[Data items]

────────────────

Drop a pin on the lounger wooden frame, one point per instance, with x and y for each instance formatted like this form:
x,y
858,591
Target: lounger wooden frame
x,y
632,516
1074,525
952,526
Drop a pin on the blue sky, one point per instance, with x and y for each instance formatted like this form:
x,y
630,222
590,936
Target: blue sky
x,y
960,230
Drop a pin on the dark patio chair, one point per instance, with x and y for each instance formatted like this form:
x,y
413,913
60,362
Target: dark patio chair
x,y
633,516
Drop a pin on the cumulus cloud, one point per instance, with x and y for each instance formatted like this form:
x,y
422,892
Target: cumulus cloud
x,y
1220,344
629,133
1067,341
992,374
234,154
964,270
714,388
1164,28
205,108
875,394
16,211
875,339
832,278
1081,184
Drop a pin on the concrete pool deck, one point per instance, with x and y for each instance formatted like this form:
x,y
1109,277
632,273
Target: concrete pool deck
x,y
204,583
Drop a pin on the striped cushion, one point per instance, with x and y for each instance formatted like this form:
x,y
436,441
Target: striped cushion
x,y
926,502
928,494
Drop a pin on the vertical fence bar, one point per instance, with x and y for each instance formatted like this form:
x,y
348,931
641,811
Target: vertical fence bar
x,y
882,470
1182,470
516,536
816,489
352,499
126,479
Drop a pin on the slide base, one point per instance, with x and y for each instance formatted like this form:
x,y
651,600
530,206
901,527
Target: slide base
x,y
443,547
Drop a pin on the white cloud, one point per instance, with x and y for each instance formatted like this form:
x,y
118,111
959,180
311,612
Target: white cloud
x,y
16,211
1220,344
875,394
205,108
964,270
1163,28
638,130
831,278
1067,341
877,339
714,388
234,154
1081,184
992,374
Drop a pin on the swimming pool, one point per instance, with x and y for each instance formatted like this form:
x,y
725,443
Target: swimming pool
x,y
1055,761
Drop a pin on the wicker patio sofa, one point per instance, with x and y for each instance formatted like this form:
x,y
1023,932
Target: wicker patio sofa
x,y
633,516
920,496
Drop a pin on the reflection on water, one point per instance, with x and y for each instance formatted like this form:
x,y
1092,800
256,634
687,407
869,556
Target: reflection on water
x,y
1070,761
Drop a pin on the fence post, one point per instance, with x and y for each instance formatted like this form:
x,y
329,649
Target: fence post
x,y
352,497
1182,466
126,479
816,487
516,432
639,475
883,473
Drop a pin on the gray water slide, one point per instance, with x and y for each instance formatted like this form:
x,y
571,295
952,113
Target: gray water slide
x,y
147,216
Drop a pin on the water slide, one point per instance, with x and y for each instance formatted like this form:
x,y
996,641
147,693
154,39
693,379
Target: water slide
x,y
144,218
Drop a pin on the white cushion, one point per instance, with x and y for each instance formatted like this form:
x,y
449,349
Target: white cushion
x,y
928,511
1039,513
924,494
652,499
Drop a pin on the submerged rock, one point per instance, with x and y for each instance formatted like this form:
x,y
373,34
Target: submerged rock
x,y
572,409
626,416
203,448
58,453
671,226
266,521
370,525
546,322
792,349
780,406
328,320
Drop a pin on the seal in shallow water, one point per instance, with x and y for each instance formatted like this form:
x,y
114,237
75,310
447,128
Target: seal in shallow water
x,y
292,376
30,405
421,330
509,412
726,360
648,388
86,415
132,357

────────────────

### TASK ITEM
Repeat every line of the data, exactly and in full.

### COMPLETED TASK
Drop a pin on the lounger wooden frame, one point per instance, with x and y for each instance formatted like this form:
x,y
858,591
Target: lounger wooden frame
x,y
632,516
1074,525
952,526
Drop a pin on the blue sky, one point per instance, with x and y for each instance formatted like this form:
x,y
630,222
590,936
Target: blue sky
x,y
960,230
Drop a pin on the dark patio chair, one point per instance, with x and y for each instance formatted like this form:
x,y
413,913
60,362
Target: dark patio chair
x,y
633,516
Drop a pin on the cumulus cloud, one point per instance, with x and y for each instance formatted like this form:
x,y
422,892
Target: cumulus cloud
x,y
1220,344
629,133
1067,341
992,374
234,154
964,270
714,388
1164,28
205,108
875,394
16,211
875,339
832,278
1081,184
Drop a pin on the concrete pool deck, one point per instance, with x and y for each instance formatted like this form:
x,y
1109,277
632,273
Target: concrete pool deck
x,y
204,583
Drop a pin on the striped cushion, one point per instance, with x and y for each instance formatted like this form:
x,y
436,441
Target: striped cushion
x,y
926,502
928,494
Drop a pin on the vertical fence bar, one point per instance, with x and y for each instance formatted like this form:
x,y
348,931
641,811
Target: vertical fence bar
x,y
882,470
1182,470
516,536
816,489
352,499
126,479
Drop a pin on the slide base, one point per instance, with x and y for each instance formatted like this form:
x,y
651,600
530,206
901,527
Target: slide base
x,y
443,547
Drop a pin on the white cloud, one point per instance, with x and y for each instance formatted like this form:
x,y
118,111
959,180
311,612
Target: white cloud
x,y
16,211
1220,344
875,394
205,108
964,270
1163,28
638,130
831,278
1067,341
877,339
714,388
234,154
1081,184
992,374
Drop a pin on the swimming pool, one point per instance, with x and y for each instance formatted like this form:
x,y
725,443
Target: swimming pool
x,y
1055,761
Drop a pin on the wicker patio sofa, one point per instance, with x and y for each instance formatted like this form:
x,y
1023,932
Target: wicker patio sofa
x,y
633,516
920,496
Drop a pin on the reflection on water, one point per instance, with x and y for each instance formatted like this form:
x,y
1092,800
256,634
687,407
869,556
Target: reflection on water
x,y
1070,761
Drop a pin on the fence post, one point per instance, with x and y for each instance formatted like this form:
x,y
329,649
Target: fence post
x,y
352,497
1182,466
126,479
816,487
516,432
639,475
883,473
Drop a pin on the gray water slide, one point per instance, with x and y for each instance formatted like this form:
x,y
571,295
952,113
Target: gray water slide
x,y
147,216
Drop a pin on the water slide, one point per instance, with x and y for each instance formatted like this form:
x,y
996,641
147,693
154,39
693,379
Target: water slide
x,y
144,218
Drop a pin on the white cushion, one point per instance, with x and y for each instance formatted like this form:
x,y
449,349
Target: white cushion
x,y
928,511
1039,513
924,494
652,499
Drop a pin on the submerged rock, one point per instance, with x and y for each instance formatted like this form:
x,y
373,34
Target: submerged rock
x,y
572,409
626,416
203,448
58,453
671,226
266,521
370,525
546,322
792,349
780,406
328,320
Drop a pin on the seal in shallow water, one point per instance, with x and y for each instance formatted like this form:
x,y
114,237
75,310
447,128
Target: seal in shallow water
x,y
292,376
30,405
421,330
509,412
726,360
648,388
86,415
132,357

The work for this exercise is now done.